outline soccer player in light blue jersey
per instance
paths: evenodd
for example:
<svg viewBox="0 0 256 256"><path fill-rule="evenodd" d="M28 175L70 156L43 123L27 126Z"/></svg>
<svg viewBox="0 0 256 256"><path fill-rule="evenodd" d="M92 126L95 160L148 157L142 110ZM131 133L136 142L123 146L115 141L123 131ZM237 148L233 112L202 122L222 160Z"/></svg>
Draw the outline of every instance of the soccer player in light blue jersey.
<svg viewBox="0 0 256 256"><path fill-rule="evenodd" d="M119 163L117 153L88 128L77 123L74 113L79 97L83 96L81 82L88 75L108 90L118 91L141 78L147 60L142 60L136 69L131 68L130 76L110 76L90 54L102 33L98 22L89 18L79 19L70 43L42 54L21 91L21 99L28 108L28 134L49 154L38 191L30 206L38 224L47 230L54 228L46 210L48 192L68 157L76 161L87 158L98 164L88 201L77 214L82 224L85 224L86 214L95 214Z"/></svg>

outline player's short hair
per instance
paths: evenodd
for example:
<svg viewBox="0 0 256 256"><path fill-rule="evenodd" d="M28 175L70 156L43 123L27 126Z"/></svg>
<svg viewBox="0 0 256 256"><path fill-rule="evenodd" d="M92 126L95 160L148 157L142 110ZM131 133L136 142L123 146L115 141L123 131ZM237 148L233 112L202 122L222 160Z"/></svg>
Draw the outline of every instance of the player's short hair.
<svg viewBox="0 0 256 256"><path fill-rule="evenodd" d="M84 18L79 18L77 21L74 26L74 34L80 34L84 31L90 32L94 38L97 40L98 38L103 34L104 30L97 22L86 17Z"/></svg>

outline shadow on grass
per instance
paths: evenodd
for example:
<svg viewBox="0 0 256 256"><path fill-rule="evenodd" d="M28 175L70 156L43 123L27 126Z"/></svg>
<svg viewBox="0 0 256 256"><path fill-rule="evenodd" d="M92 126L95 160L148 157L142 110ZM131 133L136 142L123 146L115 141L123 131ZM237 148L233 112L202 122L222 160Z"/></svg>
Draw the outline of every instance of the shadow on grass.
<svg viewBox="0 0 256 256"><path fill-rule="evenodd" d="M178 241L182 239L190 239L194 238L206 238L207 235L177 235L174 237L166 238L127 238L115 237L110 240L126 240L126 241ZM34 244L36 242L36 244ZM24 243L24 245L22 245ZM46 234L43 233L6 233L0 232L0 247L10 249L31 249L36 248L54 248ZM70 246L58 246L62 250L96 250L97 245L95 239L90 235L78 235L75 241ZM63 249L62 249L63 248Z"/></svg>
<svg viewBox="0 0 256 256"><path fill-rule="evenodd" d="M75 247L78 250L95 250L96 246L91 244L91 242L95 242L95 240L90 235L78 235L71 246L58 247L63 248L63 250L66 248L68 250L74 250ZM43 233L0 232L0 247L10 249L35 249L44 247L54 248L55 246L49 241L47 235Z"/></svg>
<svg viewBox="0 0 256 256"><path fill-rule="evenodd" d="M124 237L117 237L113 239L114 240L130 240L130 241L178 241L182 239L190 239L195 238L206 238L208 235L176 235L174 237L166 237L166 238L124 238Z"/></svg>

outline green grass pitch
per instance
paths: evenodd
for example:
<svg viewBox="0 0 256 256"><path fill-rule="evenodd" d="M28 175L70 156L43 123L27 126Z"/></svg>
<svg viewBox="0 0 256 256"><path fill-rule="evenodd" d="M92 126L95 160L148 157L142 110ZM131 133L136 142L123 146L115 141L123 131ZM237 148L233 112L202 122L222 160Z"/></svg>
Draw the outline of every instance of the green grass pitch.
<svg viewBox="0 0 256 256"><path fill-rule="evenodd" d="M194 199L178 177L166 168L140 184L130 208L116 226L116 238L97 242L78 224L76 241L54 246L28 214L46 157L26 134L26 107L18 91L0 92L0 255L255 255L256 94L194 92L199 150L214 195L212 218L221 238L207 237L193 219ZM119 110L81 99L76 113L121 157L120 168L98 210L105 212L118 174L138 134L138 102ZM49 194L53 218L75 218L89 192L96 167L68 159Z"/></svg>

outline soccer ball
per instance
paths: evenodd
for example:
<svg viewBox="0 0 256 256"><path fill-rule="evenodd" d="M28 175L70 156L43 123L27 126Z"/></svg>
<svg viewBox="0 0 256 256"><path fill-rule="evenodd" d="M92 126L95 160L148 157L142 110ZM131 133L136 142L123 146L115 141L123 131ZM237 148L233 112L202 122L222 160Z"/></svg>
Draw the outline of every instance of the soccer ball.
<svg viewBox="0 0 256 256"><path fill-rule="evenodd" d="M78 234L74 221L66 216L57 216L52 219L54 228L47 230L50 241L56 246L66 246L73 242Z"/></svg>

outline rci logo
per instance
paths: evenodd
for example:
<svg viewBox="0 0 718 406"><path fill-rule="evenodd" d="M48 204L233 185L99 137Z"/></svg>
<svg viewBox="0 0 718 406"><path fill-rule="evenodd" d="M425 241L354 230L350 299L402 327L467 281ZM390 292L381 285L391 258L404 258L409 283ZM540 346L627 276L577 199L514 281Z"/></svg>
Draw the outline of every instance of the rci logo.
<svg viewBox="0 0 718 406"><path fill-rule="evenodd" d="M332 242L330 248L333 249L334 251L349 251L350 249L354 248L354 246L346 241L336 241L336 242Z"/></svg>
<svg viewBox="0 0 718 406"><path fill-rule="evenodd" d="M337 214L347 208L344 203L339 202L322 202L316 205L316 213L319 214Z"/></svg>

-*-

TASK OBJECTIVE: Arrange the lines above, from the line containing "outline soccer ball" through the end of the items, as a Markdown table with the columns n and Line, numbering each row and leaving out blank lines.

FULL SOLUTION:
| n | Line |
|---|---|
| 1 | outline soccer ball |
| 2 | per instance |
| 3 | paths: evenodd |
| 4 | for example: |
| 5 | <svg viewBox="0 0 256 256"><path fill-rule="evenodd" d="M28 175L70 156L43 123L27 126Z"/></svg> |
| 6 | <svg viewBox="0 0 256 256"><path fill-rule="evenodd" d="M92 126L95 160L148 157L142 110ZM131 133L136 142L123 146L115 141L123 131ZM237 148L233 112L202 122L222 160Z"/></svg> |
| 7 | Draw the outline of every instance of the soccer ball. |
| 8 | <svg viewBox="0 0 256 256"><path fill-rule="evenodd" d="M78 234L74 221L66 216L57 216L52 219L54 228L47 230L50 241L56 246L66 246L73 242Z"/></svg> |
| 9 | outline rci logo |
| 10 | per instance |
| 11 | paths: evenodd |
| 12 | for example: |
| 13 | <svg viewBox="0 0 718 406"><path fill-rule="evenodd" d="M48 204L233 185L99 137Z"/></svg> |
| 14 | <svg viewBox="0 0 718 406"><path fill-rule="evenodd" d="M425 241L354 230L350 299L402 327L467 281ZM390 292L381 285L391 258L404 258L409 283ZM540 346L627 276L577 199L514 281Z"/></svg> |
| 15 | Draw the outline of every instance of the rci logo. |
| 16 | <svg viewBox="0 0 718 406"><path fill-rule="evenodd" d="M332 242L330 248L333 249L334 251L349 251L350 249L354 248L354 246L346 241L336 241L336 242Z"/></svg> |
| 17 | <svg viewBox="0 0 718 406"><path fill-rule="evenodd" d="M337 214L347 208L344 203L339 202L322 202L316 205L316 213L319 214Z"/></svg> |